Given request 1:
List the campus organizations that the profile of Anna Hazard says she was active in at Ohio Northern University.
Given request 2:
Write the next few sentences of the profile of Anna Hazard, picking up after its final sentence.

Quoted text:
Ohio Northern University honors students are an eclectic group with talents and passions spanning across many majors and fields of study. This was true for Anna Hazard, who graduated in 2010 with a double major in youth ministry and theatre and a minor in Spanish.

Anna put her talents and skills to good use at ONU in organizations like Theta Alpha Phi (theatre fraternity), Mortarboard, and Habitat for Humanity. She explained that she chose ONU for reasons both practical and spiritual. She had been struggling with questions about her faith and knew going to a large state school would enable her to ignore her faith. However, at ONU, where a chapel is at the center of campus, she could confront her questions and ultimately make her faith her own. 

For students with majors and minors that are only loosely connected, Anna’s story is an inspiration. She studied, she explained, “what I loved, what I tested out of, and what I thought I was being called to do.”

With such a unique combination of passions and skills, however, determining a career path can be tricky. Anna said that when people would ask her what she planned to do after graduation, she’d jokingly respond: “I’ll probably be living in a cardboard box in a big city somewhere, with majors like youth ministry and theatre.”

But Anna carved out a career path that incorporates her many talents and abilities. She participated in youth ministry internships, acted in short films in Los Angeles, volunteered and been employed as a Guardian ad Litem at ProKids, and now works in prevention at a non-profit in Cincinnati called Beech Acres.

Data segment:
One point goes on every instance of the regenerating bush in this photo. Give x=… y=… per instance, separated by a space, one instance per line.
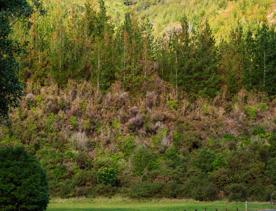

Right answer 1:
Theta Alpha Phi, Mortarboard, Habitat for Humanity

Right answer 2:
Beech Acres partners with schools to equip teachers and students with social-emotional skills and tools through a curriculum the organization created. In her current position, Anna uses her theater skills when giving professional development training. Although she does not work with children every day, her love for children and genuine desire to see them thrive fuels her work at Beech Acres. And, her Spanish skills are useful when working with schools with a large population of Spanish-speaking students.

As a creative writing major and theatre minor, I am often asked the same questions about my future that Anna was asked. Hearing about her journey, in which she has been able to incorporate her many passions, gave me a sense of confidence about my future. 

Anna and I also discussed our shared love of ONU. She said, “I loved the fountains and ponds and mud volleyball pits and the studio theater and main stage. I loved the dance room, and spent some of my best and hardest moments there.”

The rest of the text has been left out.